- CHALLENGE -
Rewrite the material below as a numbered list, one line per item, skipping blank lines. Leave the pictures out.

- Excerpts from a detection dataset -
BEGIN

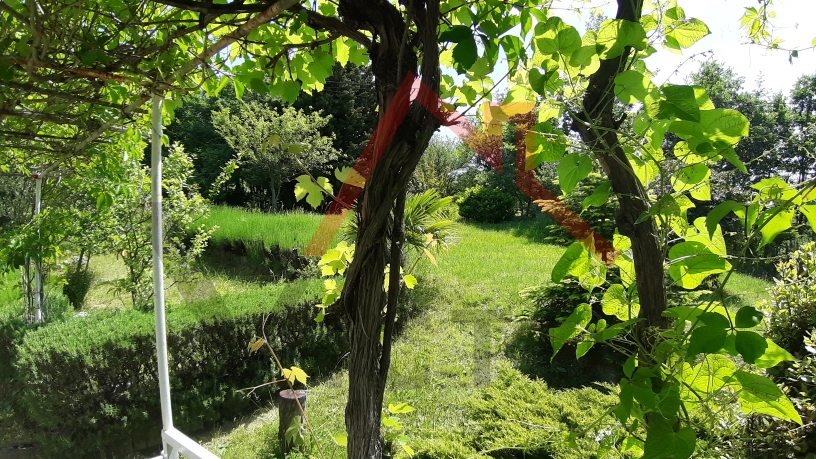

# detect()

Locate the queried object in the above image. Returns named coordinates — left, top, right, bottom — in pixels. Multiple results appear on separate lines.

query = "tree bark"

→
left=340, top=0, right=439, bottom=459
left=572, top=0, right=667, bottom=327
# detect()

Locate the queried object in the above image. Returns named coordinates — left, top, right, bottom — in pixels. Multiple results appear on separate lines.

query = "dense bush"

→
left=459, top=187, right=516, bottom=223
left=14, top=281, right=347, bottom=457
left=748, top=242, right=816, bottom=459
left=62, top=258, right=94, bottom=309
left=467, top=367, right=624, bottom=459
left=416, top=364, right=629, bottom=459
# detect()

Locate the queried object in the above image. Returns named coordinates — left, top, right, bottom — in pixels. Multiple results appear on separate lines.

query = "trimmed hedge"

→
left=414, top=364, right=624, bottom=459
left=14, top=280, right=348, bottom=457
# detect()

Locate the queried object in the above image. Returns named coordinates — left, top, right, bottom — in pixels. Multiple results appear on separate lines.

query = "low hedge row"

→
left=13, top=279, right=348, bottom=458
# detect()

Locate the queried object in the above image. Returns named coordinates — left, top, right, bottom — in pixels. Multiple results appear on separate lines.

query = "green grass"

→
left=198, top=219, right=769, bottom=459
left=201, top=206, right=323, bottom=249
left=198, top=217, right=564, bottom=459
left=725, top=273, right=773, bottom=309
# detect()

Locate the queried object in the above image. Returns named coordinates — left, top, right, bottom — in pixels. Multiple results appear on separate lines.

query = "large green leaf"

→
left=734, top=370, right=802, bottom=425
left=700, top=108, right=750, bottom=144
left=601, top=284, right=640, bottom=320
left=663, top=18, right=711, bottom=49
left=669, top=241, right=728, bottom=289
left=706, top=201, right=744, bottom=237
left=596, top=19, right=649, bottom=59
left=799, top=204, right=816, bottom=231
left=734, top=331, right=768, bottom=363
left=686, top=325, right=728, bottom=361
left=754, top=338, right=796, bottom=368
left=641, top=413, right=697, bottom=459
left=734, top=306, right=765, bottom=328
left=535, top=17, right=581, bottom=56
left=549, top=303, right=592, bottom=360
left=525, top=121, right=567, bottom=166
left=759, top=208, right=796, bottom=247
left=681, top=354, right=737, bottom=401
left=558, top=153, right=592, bottom=193
left=581, top=180, right=620, bottom=210
left=671, top=163, right=711, bottom=196
left=615, top=70, right=659, bottom=104
left=657, top=84, right=700, bottom=123
left=453, top=35, right=479, bottom=73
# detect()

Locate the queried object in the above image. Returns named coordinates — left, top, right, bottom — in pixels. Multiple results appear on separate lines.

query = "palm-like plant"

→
left=343, top=189, right=457, bottom=272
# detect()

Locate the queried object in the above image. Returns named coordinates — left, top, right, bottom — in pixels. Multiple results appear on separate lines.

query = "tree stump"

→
left=278, top=389, right=307, bottom=454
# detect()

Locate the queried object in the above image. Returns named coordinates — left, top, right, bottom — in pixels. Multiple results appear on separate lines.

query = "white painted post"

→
left=32, top=172, right=45, bottom=322
left=150, top=94, right=178, bottom=459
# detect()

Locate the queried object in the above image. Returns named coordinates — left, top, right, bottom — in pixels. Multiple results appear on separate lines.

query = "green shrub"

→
left=14, top=281, right=347, bottom=457
left=766, top=242, right=816, bottom=356
left=746, top=329, right=816, bottom=459
left=62, top=260, right=94, bottom=309
left=459, top=187, right=516, bottom=223
left=747, top=242, right=816, bottom=458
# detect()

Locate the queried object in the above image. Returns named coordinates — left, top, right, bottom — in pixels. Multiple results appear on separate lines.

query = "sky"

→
left=624, top=0, right=816, bottom=95
left=450, top=0, right=816, bottom=100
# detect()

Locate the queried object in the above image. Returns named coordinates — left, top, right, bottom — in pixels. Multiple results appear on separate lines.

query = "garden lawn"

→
left=201, top=219, right=564, bottom=459
left=198, top=218, right=770, bottom=459
left=201, top=206, right=323, bottom=249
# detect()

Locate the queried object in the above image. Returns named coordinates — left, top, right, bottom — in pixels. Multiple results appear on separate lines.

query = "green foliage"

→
left=212, top=101, right=337, bottom=212
left=62, top=258, right=96, bottom=309
left=105, top=145, right=212, bottom=310
left=409, top=137, right=471, bottom=196
left=467, top=367, right=624, bottom=459
left=764, top=242, right=816, bottom=356
left=746, top=330, right=816, bottom=459
left=14, top=281, right=346, bottom=457
left=459, top=187, right=516, bottom=223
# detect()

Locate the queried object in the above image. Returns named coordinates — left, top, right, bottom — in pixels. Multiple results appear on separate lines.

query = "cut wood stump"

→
left=278, top=389, right=308, bottom=454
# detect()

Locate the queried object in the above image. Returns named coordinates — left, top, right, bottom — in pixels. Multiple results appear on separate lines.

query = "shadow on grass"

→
left=467, top=213, right=572, bottom=248
left=199, top=241, right=318, bottom=284
left=505, top=321, right=625, bottom=391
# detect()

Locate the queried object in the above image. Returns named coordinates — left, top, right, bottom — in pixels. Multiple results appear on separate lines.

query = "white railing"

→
left=150, top=94, right=219, bottom=459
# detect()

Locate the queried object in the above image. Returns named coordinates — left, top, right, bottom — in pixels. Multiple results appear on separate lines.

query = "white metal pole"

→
left=150, top=94, right=173, bottom=446
left=34, top=173, right=44, bottom=322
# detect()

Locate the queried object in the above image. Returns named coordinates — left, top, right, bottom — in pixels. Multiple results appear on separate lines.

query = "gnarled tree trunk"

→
left=340, top=0, right=439, bottom=459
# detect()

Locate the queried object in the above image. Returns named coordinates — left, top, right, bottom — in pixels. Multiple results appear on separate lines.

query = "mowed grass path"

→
left=201, top=220, right=564, bottom=459
left=199, top=219, right=769, bottom=459
left=201, top=206, right=323, bottom=249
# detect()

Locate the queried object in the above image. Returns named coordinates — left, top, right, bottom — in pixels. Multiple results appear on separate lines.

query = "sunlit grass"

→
left=201, top=206, right=323, bottom=249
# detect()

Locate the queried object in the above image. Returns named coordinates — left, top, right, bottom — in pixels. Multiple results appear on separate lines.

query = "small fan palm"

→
left=343, top=190, right=457, bottom=266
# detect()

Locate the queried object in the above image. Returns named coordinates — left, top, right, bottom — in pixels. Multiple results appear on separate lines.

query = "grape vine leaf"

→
left=558, top=153, right=592, bottom=193
left=732, top=370, right=802, bottom=425
left=641, top=413, right=697, bottom=459
left=549, top=303, right=592, bottom=361
left=295, top=175, right=332, bottom=208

END

- FINAL RESULT -
1. # detect()
2. Locate the queried object in the above image. Returns named coordinates — left, top, right, bottom — in pixels. Multiple results appear on separate lines.
3. query = "tree bark"
4. →
5. left=340, top=0, right=439, bottom=459
6. left=572, top=0, right=667, bottom=327
7. # detect()
8. Locate the queried object in the above image. Returns named coordinates — left, top, right, bottom — in pixels. Multiple results appear on separate lines.
9. query = "dense bush"
10. →
11. left=459, top=187, right=516, bottom=223
12. left=14, top=281, right=347, bottom=457
13. left=748, top=242, right=816, bottom=459
14. left=62, top=258, right=94, bottom=309
15. left=467, top=367, right=624, bottom=459
16. left=416, top=364, right=629, bottom=459
17. # detect()
18. Locate the queried object in the above image. Returns named coordinates — left, top, right, bottom — in pixels. Multiple results appear on separate lines.
19. query = "trimmed hedge"
20. →
21. left=414, top=364, right=624, bottom=459
22. left=14, top=280, right=348, bottom=457
23. # detect()
24. Locate the queried object in the above image. Returns named coordinates — left, top, right, bottom — in pixels. Multiple results appear on separate lines.
25. query = "low hedge row"
26. →
27. left=13, top=279, right=348, bottom=458
28. # detect()
29. Locate the queried object in the above image. Returns named coordinates — left, top, right, bottom — in pixels. Multiple results appear on separate lines.
30. query = "green grass"
31. →
32. left=198, top=219, right=769, bottom=459
33. left=201, top=206, right=323, bottom=249
34. left=198, top=217, right=564, bottom=459
35. left=725, top=273, right=773, bottom=309
36. # detect()
37. Locate the queried object in the above image. Returns named coordinates — left, top, right, bottom — in pixels. Multiple results appear on separate lines.
38. query = "large green leaf"
39. →
40. left=734, top=370, right=802, bottom=425
41. left=700, top=108, right=750, bottom=144
42. left=601, top=284, right=640, bottom=320
43. left=663, top=18, right=711, bottom=49
44. left=669, top=241, right=728, bottom=289
45. left=706, top=201, right=744, bottom=237
46. left=596, top=19, right=649, bottom=59
47. left=799, top=204, right=816, bottom=231
48. left=734, top=331, right=768, bottom=363
49. left=686, top=325, right=728, bottom=361
50. left=754, top=338, right=796, bottom=368
51. left=641, top=413, right=697, bottom=459
52. left=734, top=306, right=765, bottom=328
53. left=535, top=17, right=581, bottom=56
54. left=549, top=303, right=592, bottom=360
55. left=525, top=121, right=567, bottom=166
56. left=759, top=208, right=796, bottom=247
57. left=681, top=354, right=737, bottom=401
58. left=558, top=153, right=592, bottom=193
59. left=581, top=180, right=620, bottom=210
60. left=671, top=163, right=711, bottom=196
61. left=615, top=70, right=659, bottom=104
62. left=657, top=84, right=700, bottom=123
63. left=453, top=35, right=479, bottom=73
64. # detect()
65. Locate the queried object in the above image. Returns named coordinates — left, top, right, bottom — in pixels. Multiple results appear on separate lines.
66. query = "palm-like plant"
67. →
68. left=343, top=189, right=457, bottom=272
69. # detect()
70. Locate the queried object in the above image. Returns named coordinates — left, top, right, bottom — in pixels. Multiple results appear on separate lines.
71. query = "tree stump"
72. →
73. left=278, top=389, right=307, bottom=454
74. # detect()
75. Locate the queried object in the above image. Returns named coordinates — left, top, right, bottom — in pixels. Multiple results appear on separate lines.
76. query = "white painted post"
77. →
78. left=32, top=172, right=45, bottom=322
79. left=150, top=94, right=178, bottom=459
80. # detect()
81. Locate the queried object in the above image. Returns named coordinates — left, top, right, bottom — in pixels. Multiple results appear on separate lines.
82. query = "green shrub"
83. →
84. left=14, top=281, right=347, bottom=457
85. left=766, top=242, right=816, bottom=356
86. left=746, top=329, right=816, bottom=459
87. left=62, top=260, right=94, bottom=309
88. left=459, top=187, right=516, bottom=223
89. left=747, top=242, right=816, bottom=458
90. # detect()
91. Locate the queried object in the above image. Returns named coordinates — left, top, right, bottom — in pixels. Multiple results appear on separate lines.
92. query = "sky"
93. →
94. left=624, top=0, right=816, bottom=95
95. left=450, top=0, right=816, bottom=100
96. # detect()
97. Locate the queried object in the above image. Returns named coordinates — left, top, right, bottom — in pixels. Multiple results appear on separate lines.
98. query = "garden lawn"
99. →
100. left=201, top=219, right=564, bottom=459
101. left=198, top=218, right=770, bottom=459
102. left=201, top=206, right=323, bottom=249
103. # detect()
104. Locate the queried object in the above image. Returns named coordinates — left, top, right, bottom — in pixels. Multiple results appear on separate lines.
105. query = "green foliage"
106. →
107. left=212, top=101, right=337, bottom=212
108. left=62, top=258, right=96, bottom=309
109. left=105, top=145, right=212, bottom=310
110. left=409, top=137, right=471, bottom=196
111. left=467, top=367, right=624, bottom=459
112. left=764, top=242, right=816, bottom=356
113. left=746, top=330, right=816, bottom=459
114. left=14, top=281, right=346, bottom=457
115. left=459, top=187, right=516, bottom=223
116. # detect()
117. Locate the queried object in the above image. Returns named coordinates — left, top, right, bottom — in pixels. Multiple results appear on separate lines.
118. query = "cut wood stump"
119. →
120. left=278, top=389, right=308, bottom=454
121. # detect()
122. Locate the queried object in the above image. Returns named coordinates — left, top, right, bottom — in pixels. Multiple results appear on separate lines.
123. query = "shadow on grass"
124. →
125. left=467, top=213, right=572, bottom=248
126. left=199, top=241, right=318, bottom=284
127. left=505, top=321, right=625, bottom=391
128. # detect()
129. Locate the queried object in the above image. Returns named coordinates — left, top, right, bottom — in pixels. Multiple results appear on separate lines.
130. query = "white railing"
131. →
132. left=150, top=94, right=219, bottom=459
133. # detect()
134. Locate the queried object in the above image. Returns named coordinates — left, top, right, bottom — in pixels. Multiple results appear on separate lines.
135. query = "white metal pole"
136. →
137. left=150, top=94, right=173, bottom=446
138. left=34, top=173, right=44, bottom=322
139. # detect()
140. Locate the queried object in the above image. Returns named coordinates — left, top, right, bottom — in pixels. Multiple results appear on separate lines.
141. query = "gnarled tree trunk"
142. →
143. left=340, top=0, right=439, bottom=459
144. # detect()
145. Locate the queried object in the above image. Returns named coordinates — left, top, right, bottom — in pixels. Multiple results appear on separate lines.
146. query = "mowed grass path"
147. →
148. left=201, top=220, right=564, bottom=459
149. left=199, top=219, right=769, bottom=459
150. left=201, top=206, right=323, bottom=249
151. # detect()
152. Locate the queried object in the above image. Returns named coordinates — left, top, right, bottom — in pixels. Multiple results appear on separate lines.
153. query = "sunlit grass"
154. →
155. left=201, top=206, right=323, bottom=249
156. # detect()
157. Locate the queried object in the above image. Returns named coordinates — left, top, right, bottom — in pixels. Multiple results appear on separate lines.
158. query = "small fan palm"
159. →
160. left=343, top=190, right=457, bottom=266
161. # detect()
162. Locate the queried object in the above image. Returns named coordinates — left, top, right, bottom — in pixels. Multiple results appear on separate lines.
163. query = "grape vine leaf"
164. →
165. left=558, top=153, right=592, bottom=193
166. left=732, top=370, right=802, bottom=425
167. left=641, top=413, right=697, bottom=459
168. left=549, top=303, right=592, bottom=361
169. left=295, top=175, right=332, bottom=208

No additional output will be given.